▶ EXERCISE:
Rewrite all of the data below with every occurrence of "elephant" replaced by "pachyderm" and everything else left unchanged. Omit the pictures from your answer.

**********

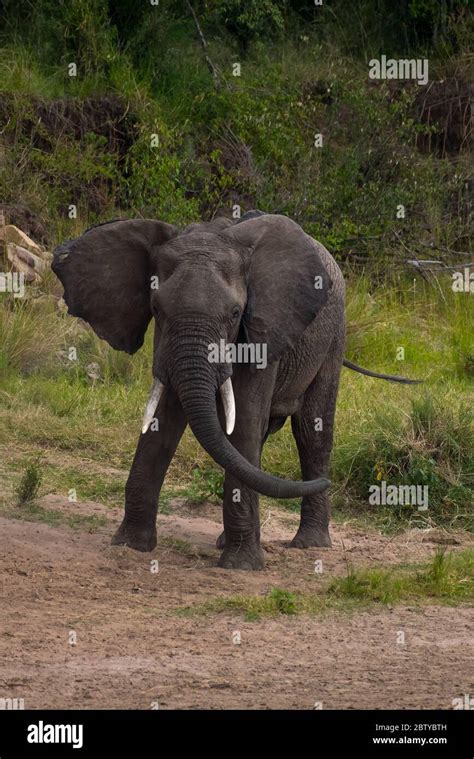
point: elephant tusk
(227, 395)
(151, 406)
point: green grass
(33, 512)
(405, 435)
(446, 579)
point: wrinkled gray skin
(252, 281)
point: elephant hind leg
(312, 427)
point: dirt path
(133, 649)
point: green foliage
(207, 484)
(433, 445)
(447, 578)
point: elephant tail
(390, 377)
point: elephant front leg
(313, 431)
(152, 458)
(241, 537)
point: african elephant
(268, 302)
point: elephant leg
(240, 540)
(313, 428)
(152, 458)
(241, 537)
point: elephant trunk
(197, 386)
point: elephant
(258, 282)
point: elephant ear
(106, 278)
(287, 282)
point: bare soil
(134, 649)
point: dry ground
(133, 647)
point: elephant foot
(312, 537)
(143, 539)
(242, 557)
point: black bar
(140, 733)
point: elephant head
(204, 286)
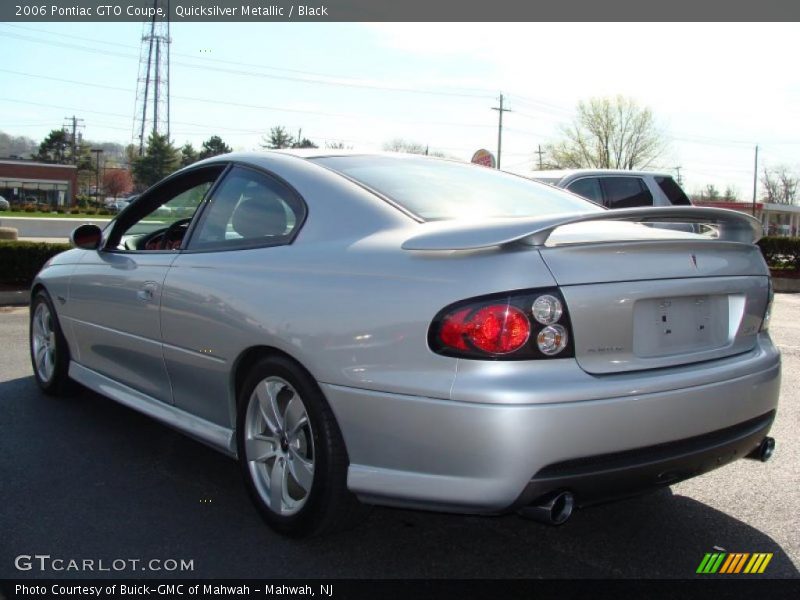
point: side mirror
(86, 237)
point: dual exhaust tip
(557, 509)
(764, 451)
(554, 511)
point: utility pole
(97, 152)
(540, 152)
(678, 177)
(72, 122)
(755, 181)
(500, 110)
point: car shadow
(84, 477)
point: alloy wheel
(279, 445)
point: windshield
(441, 189)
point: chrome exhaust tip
(764, 451)
(554, 511)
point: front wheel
(292, 453)
(49, 351)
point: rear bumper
(491, 456)
(605, 477)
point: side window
(159, 219)
(248, 209)
(626, 192)
(589, 188)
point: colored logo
(734, 562)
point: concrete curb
(786, 285)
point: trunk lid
(659, 298)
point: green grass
(51, 215)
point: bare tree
(780, 185)
(608, 133)
(401, 145)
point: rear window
(589, 188)
(673, 191)
(626, 192)
(440, 189)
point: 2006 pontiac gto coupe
(418, 332)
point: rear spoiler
(734, 226)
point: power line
(250, 73)
(484, 93)
(242, 104)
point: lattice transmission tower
(151, 114)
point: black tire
(328, 505)
(58, 382)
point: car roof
(564, 173)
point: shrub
(781, 252)
(20, 261)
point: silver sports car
(384, 329)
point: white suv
(616, 188)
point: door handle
(148, 291)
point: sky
(716, 90)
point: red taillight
(520, 325)
(497, 329)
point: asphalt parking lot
(85, 478)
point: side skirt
(218, 437)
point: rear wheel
(291, 451)
(49, 351)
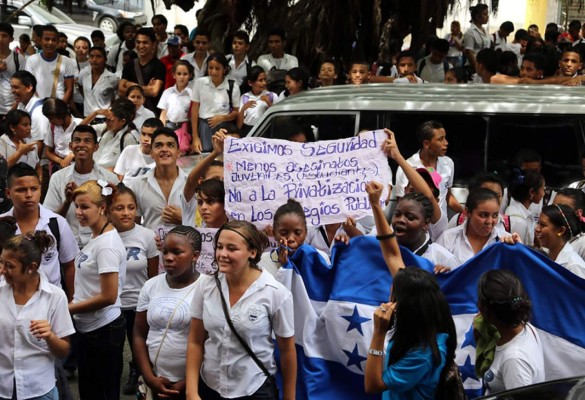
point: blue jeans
(100, 361)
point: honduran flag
(334, 307)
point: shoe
(131, 387)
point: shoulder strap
(16, 61)
(237, 335)
(54, 228)
(138, 72)
(56, 75)
(230, 92)
(421, 66)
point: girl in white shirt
(217, 364)
(505, 310)
(16, 145)
(527, 188)
(162, 318)
(556, 226)
(214, 101)
(254, 102)
(35, 323)
(99, 278)
(142, 263)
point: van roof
(467, 98)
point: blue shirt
(414, 376)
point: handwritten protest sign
(328, 177)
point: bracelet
(375, 352)
(384, 237)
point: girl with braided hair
(509, 350)
(161, 327)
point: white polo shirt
(176, 103)
(199, 72)
(266, 308)
(8, 148)
(522, 221)
(455, 240)
(239, 73)
(101, 255)
(213, 100)
(110, 149)
(39, 123)
(44, 71)
(24, 358)
(140, 246)
(132, 163)
(56, 195)
(267, 62)
(59, 139)
(50, 262)
(100, 95)
(151, 200)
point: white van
(486, 124)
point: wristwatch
(376, 352)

**********

▶ SOLVED PROBLEM:
point: pachyderm tusk
(227, 395)
(151, 406)
point: green grass
(33, 512)
(405, 435)
(446, 579)
point: wrinkled gray skin
(252, 281)
point: pachyderm hind leg
(312, 427)
point: dirt path
(133, 649)
point: green foliage
(207, 484)
(433, 445)
(447, 578)
point: pachyderm tail
(390, 377)
point: pachyderm front leg
(313, 431)
(152, 458)
(241, 537)
point: african pachyderm
(268, 302)
point: pachyderm leg
(240, 540)
(313, 428)
(152, 458)
(241, 537)
point: pachyderm trunk
(197, 386)
point: pachyderm
(258, 282)
point: pachyderm ear
(106, 278)
(287, 282)
point: bare soil
(134, 649)
point: dry ground
(133, 647)
point: pachyderm foot
(312, 537)
(143, 539)
(242, 557)
point: black bar
(140, 733)
point: pachyderm head
(204, 286)
point: side mirror
(86, 237)
point: dual exhaust tip
(557, 509)
(764, 451)
(554, 511)
point: utility pole
(97, 152)
(540, 152)
(678, 177)
(72, 122)
(755, 181)
(500, 110)
point: car shadow
(84, 477)
point: alloy wheel
(279, 445)
point: windshield
(441, 189)
point: chrome exhaust tip
(764, 451)
(554, 511)
point: front wheel
(292, 453)
(49, 351)
point: rear bumper
(491, 456)
(605, 477)
point: side window
(159, 219)
(248, 209)
(626, 192)
(589, 188)
point: colored logo
(734, 562)
point: concrete curb
(786, 285)
point: trunk lid
(659, 298)
point: green grass
(51, 215)
point: bare tree
(780, 185)
(608, 133)
(401, 145)
point: rear window
(589, 188)
(673, 191)
(626, 192)
(440, 189)
point: 2006 pontiac gto coupe
(418, 332)
point: rear spoiler
(734, 226)
point: power line
(250, 73)
(484, 93)
(242, 104)
point: lattice transmission tower
(151, 114)
point: black tire
(328, 505)
(58, 382)
point: car roof
(564, 173)
point: shrub
(781, 252)
(20, 261)
point: silver sports car
(384, 329)
point: white suv
(616, 188)
point: door handle
(148, 291)
point: sky
(716, 90)
point: red taillight
(520, 325)
(497, 329)
point: asphalt parking lot
(85, 478)
point: side skirt
(218, 437)
point: rear wheel
(291, 451)
(49, 351)
point: blue jeans
(100, 361)
point: honduran flag
(334, 307)
point: shoe
(131, 387)
point: shoulder strap
(16, 61)
(237, 335)
(54, 228)
(138, 72)
(56, 75)
(230, 92)
(421, 66)
point: girl in white shirt
(217, 364)
(505, 310)
(16, 145)
(527, 188)
(162, 318)
(556, 226)
(214, 101)
(254, 102)
(35, 323)
(99, 278)
(142, 263)
point: van roof
(467, 98)
point: blue shirt
(414, 376)
point: handwritten protest sign
(328, 177)
point: bracelet
(375, 352)
(384, 237)
point: girl with braided hair
(509, 350)
(161, 327)
point: white polo shirt
(176, 103)
(199, 72)
(266, 308)
(8, 148)
(522, 221)
(455, 240)
(239, 73)
(101, 255)
(213, 100)
(110, 149)
(39, 123)
(44, 71)
(24, 358)
(140, 246)
(132, 163)
(56, 195)
(267, 62)
(59, 139)
(50, 262)
(100, 95)
(151, 200)
point: white van
(486, 124)
point: wristwatch
(376, 352)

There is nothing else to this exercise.